__Do this__.
Reproduce every line of the listing below, requests included, but multiply each point coordinate in the answers by 0.2 and round to the nearest whole number, with halves rounded up. Leave the pictures out.

__Provided entries__.
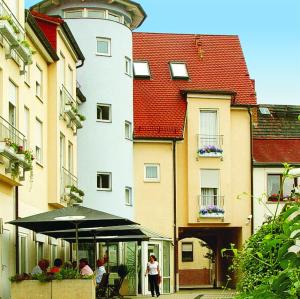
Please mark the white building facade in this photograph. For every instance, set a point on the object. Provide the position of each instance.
(103, 29)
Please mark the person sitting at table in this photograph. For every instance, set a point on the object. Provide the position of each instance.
(84, 267)
(100, 270)
(57, 266)
(41, 267)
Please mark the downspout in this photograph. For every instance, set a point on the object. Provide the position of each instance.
(251, 163)
(175, 215)
(17, 229)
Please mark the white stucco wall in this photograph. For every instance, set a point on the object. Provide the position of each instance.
(261, 208)
(102, 147)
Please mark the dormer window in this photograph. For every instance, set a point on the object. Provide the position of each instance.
(141, 69)
(179, 70)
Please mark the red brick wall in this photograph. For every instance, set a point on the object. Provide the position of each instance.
(193, 277)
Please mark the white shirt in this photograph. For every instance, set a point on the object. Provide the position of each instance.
(99, 273)
(153, 268)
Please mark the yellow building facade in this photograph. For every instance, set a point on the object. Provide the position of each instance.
(34, 122)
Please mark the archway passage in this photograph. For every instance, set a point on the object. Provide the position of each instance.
(202, 246)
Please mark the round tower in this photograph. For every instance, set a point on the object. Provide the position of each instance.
(103, 31)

__Reply__.
Please mark the white building facade in this photograph. For every instance, set a point on the object. Provide the position of each instance.
(21, 6)
Please mark the person sitting at table in this photograph. For every instance, set a point on the object. Provide the position of each instance.
(17, 53)
(20, 54)
(11, 53)
(8, 53)
Please mark the downspout in this photograph. For every instance, set a point on the object. Provide the position of each instance.
(50, 33)
(35, 43)
(3, 46)
Please mark the white stucco wall in this photograph. For every instance, set a point on the object. Provide the position of each instance.
(52, 42)
(20, 29)
Please mark the dormer window in this photograph. For every instance, set a point on the object. Provide the position of each instance.
(28, 14)
(36, 14)
Please mark the red brick wall in this photograph. For every instance, set a point on the object. Provide the position of each instance.
(39, 55)
Please mark the white shirt in this photograph. For every instance, set a point on the object. Provide the position of each instance.
(20, 55)
(31, 54)
Please mark the yellow building facade in this photograph. For every instance, set a point on the object. Provide the position of each instance.
(7, 24)
Please mark the archway passage in this photograph. For every instance, set a point on the object. Provide the position of each instance.
(40, 49)
Please mark the round tower in this photograph. For every instance, set a point on the object. Provide the position of each instance.
(21, 6)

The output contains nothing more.